The copy you produce must hold every record exactly, and none of the images.

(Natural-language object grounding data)
==================================================
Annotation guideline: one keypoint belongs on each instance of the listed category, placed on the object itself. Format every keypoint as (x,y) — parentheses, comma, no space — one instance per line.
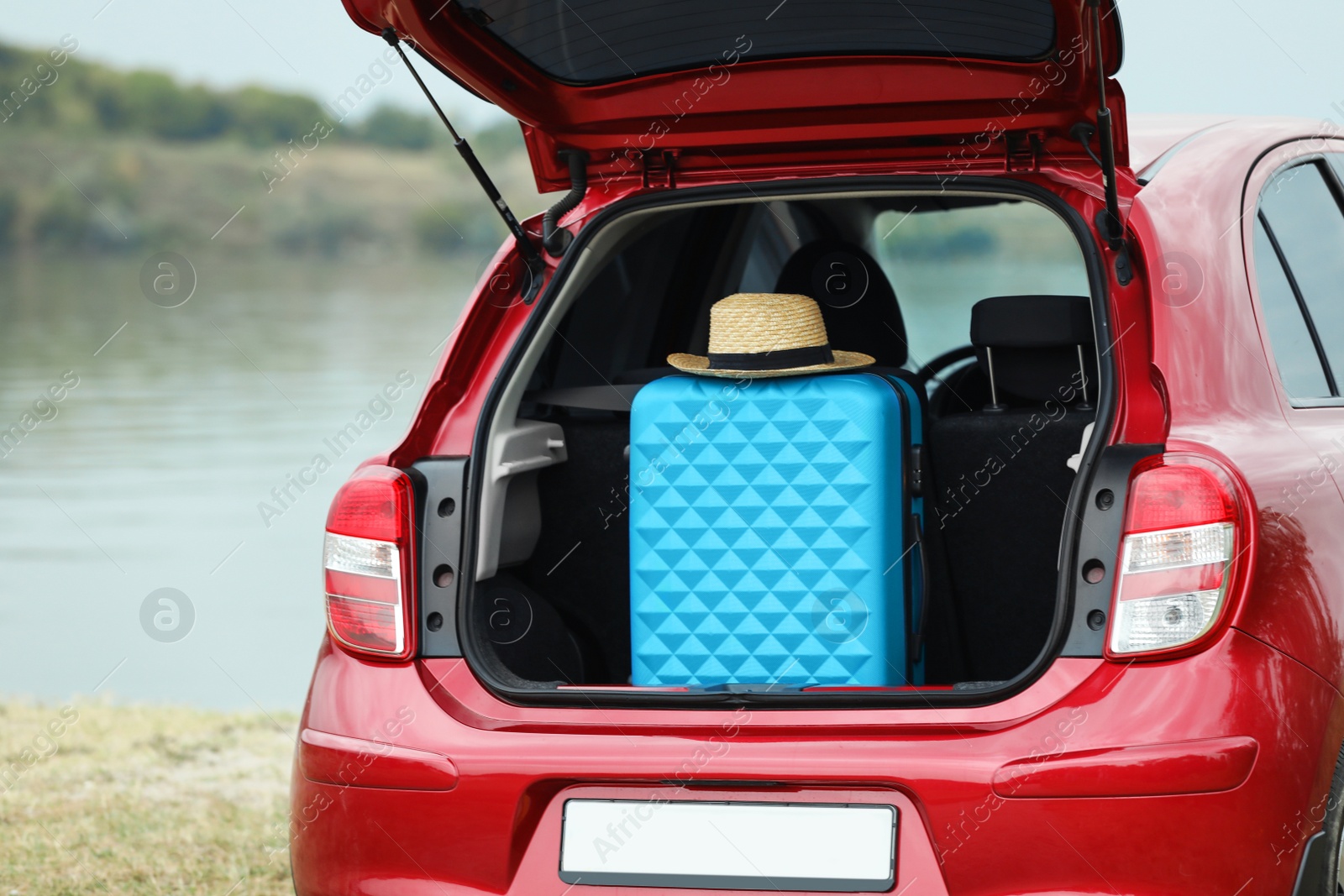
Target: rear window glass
(944,261)
(598,40)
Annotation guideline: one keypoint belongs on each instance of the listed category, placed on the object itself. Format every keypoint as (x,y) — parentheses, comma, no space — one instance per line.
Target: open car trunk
(718,123)
(549,607)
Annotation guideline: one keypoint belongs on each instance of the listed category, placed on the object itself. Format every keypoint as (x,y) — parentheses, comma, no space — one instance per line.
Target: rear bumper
(1100,790)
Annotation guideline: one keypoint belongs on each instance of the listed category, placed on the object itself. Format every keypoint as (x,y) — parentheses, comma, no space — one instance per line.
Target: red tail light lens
(1176,562)
(369,562)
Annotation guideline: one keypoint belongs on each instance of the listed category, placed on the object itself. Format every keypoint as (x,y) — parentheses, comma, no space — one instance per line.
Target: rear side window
(1300,244)
(1294,352)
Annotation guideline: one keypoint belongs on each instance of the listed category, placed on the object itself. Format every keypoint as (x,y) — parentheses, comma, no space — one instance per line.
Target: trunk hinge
(1023,149)
(660,168)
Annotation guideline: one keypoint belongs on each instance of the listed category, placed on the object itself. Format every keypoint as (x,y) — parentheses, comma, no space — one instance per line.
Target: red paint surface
(1193,774)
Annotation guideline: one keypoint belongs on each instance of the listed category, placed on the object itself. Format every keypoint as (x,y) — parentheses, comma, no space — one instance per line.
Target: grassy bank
(143,799)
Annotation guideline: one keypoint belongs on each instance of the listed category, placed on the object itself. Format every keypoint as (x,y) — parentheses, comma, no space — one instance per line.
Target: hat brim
(701,364)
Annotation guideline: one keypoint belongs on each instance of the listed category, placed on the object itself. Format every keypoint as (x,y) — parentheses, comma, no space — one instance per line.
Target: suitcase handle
(916,652)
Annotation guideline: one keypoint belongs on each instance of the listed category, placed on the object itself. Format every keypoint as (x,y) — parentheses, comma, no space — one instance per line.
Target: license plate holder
(843,848)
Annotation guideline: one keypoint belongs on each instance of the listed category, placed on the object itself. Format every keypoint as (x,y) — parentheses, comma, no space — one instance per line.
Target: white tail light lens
(369,563)
(1176,563)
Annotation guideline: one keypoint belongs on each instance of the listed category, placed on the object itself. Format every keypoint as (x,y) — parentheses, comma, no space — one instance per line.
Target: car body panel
(497,829)
(1193,369)
(1211,355)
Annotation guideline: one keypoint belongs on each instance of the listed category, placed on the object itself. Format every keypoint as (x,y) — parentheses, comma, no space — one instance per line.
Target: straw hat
(768,335)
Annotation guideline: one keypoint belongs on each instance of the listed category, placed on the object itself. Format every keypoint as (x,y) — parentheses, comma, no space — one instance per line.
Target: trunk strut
(526,249)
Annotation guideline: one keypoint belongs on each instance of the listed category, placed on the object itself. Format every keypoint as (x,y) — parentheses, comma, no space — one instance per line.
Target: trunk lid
(699,86)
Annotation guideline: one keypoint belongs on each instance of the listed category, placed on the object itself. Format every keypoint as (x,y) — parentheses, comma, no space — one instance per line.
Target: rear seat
(1001,479)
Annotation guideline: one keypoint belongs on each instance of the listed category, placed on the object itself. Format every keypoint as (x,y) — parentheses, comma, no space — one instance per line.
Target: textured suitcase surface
(768,532)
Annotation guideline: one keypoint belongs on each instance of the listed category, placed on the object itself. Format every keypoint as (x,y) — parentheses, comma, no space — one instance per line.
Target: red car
(1132,658)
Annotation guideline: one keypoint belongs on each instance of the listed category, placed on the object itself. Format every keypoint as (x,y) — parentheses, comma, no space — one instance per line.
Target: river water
(150,470)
==================================================
EXERCISE RESULT:
Annotation guideline: one keypoint belongs on each instance of the listed category, placed on the object itself. Format every keypoint as (x,y) — parentheses, comma, no space — one instance per line.
Target: rear window glass
(944,261)
(598,40)
Annotation guideline: one keypoint belongs on each instance of the listed category, placed on the object itself. Format every keypoint as (x,y) — parentheses, comma, no space — one instance per line.
Target: open car trunk
(718,123)
(549,607)
Annotation guideline: one keypoint belongs on each instance of the listed category, placed on the object itself. Format every keypoint as (x,y) — parentheses, comma, no space — one instance per line.
Target: rear bumper
(1100,790)
Annotation guideline: one keypoint belongs on each instance of the listed category, placed on the object itself. Format every keypoint as (x,y) — parentheses, comma, no space — one instance per line.
Target: red tail light lens
(1176,562)
(369,562)
Annotation guideline: one keypoint belongs on each instance of the listed category, placed on the object itself. Format every keypoint as (x,y) — parentheses, comma, no space — one instance per line.
Target: rear side window
(1300,244)
(1294,352)
Annotation guideline: one keypoint belongs on each instance of the listed category, placed on the object itself. Format every keypoint as (x,y) — parentheses, comma, no space — one instance per line.
Target: trunk hinge
(1023,149)
(660,168)
Annotation guideline: one keypoint belongs on each instance of the listed category, placed on the object itself. Format every keypoint as (x,y) — parentheses, comma, no space — one instance per line.
Target: red paint surface
(1193,774)
Annotation guideline: one keypoint belongs on each instance of the listed category, placed on the object itself. Format every keypoint as (x,y) — parentheses, comma, no space — one instance per line.
Target: grassy bank
(143,799)
Annotation guideline: one keypoint belongs on each instance of the listed category, placed on the object itself. Format every keypoint as (x,y) — parentheses, comma, no space — one instance per line.
Target: hat brim
(701,364)
Annotation guideline: one keypoint belongs on each instance of the listed category, placed on the object itself. Format every keypoint as (x,y) — parentheses, comma, no space — one instance per line.
Target: suitcase handle
(916,652)
Annotation guideline: one keypoint belongs on each instance of the listed category, placed on the object itself. Format every keypoint as (x,y) — parentheses, comma, no space — one instance per line.
Target: license plate holder
(843,848)
Annotation guideline: one keypoint belongs on each instance of the listed category, placed on the object itself. Format every keypoint as (x,y) — parentheses, comma, no space — one instance per line.
Target: white tail light lens
(369,563)
(1176,563)
Annotation guideline: one keypoint belongs on each instance of the listed category, placed on the object itself. Format every keypoint as (x,y) — parentheses, comma, no space — one instance per line.
Target: car body panel
(497,829)
(1193,369)
(1211,355)
Annotation guideline: one keypoint belongs on each instance of the listed category, placed on the object itself. Format every keypoint as (x,y) — parentheses, comma, no space — one instance per line.
Target: straw hat
(768,335)
Annotation guideline: one keypoint belongs on each instance of the listed category, placed on the object itself. Format every keypoint as (x,y) — parentheses, comma, no space — one instance per line.
Target: trunk strut
(526,249)
Annotation guideline: one keypoint belongs on each instance of the listed category, placed on the object itself. Format every keypoint as (x,y) — parentheses, comma, no space — one instance per line.
Target: trunk lid
(699,86)
Annotation guideline: one keypoint belongs on each instance of the listed category, placed on the object itself. Format every keypoint as (x,y) — parentheses, comma, no space — one instance per line.
Target: rear seat
(1001,479)
Annotation guideline: one keypoint belongs on each instance of the listed category, placed on the object itself. Format every keypoint as (x,y) — parentheses, comma, no space — one instance per line.
Target: textured suitcase surface
(768,532)
Annotation guideline: one keypoint belongs on each instance of the listed category, placed on the object itself. Format every keypoint as (x,y) — parentheses, comma, no space — one instance per line.
Target: red car
(1132,658)
Annotation guideline: one keypoint belongs on each instance of the listed category, placed on the object itself. Format every keypoint as (x,y) — parentheses, comma, no space — one instance per line.
Target: river water
(150,470)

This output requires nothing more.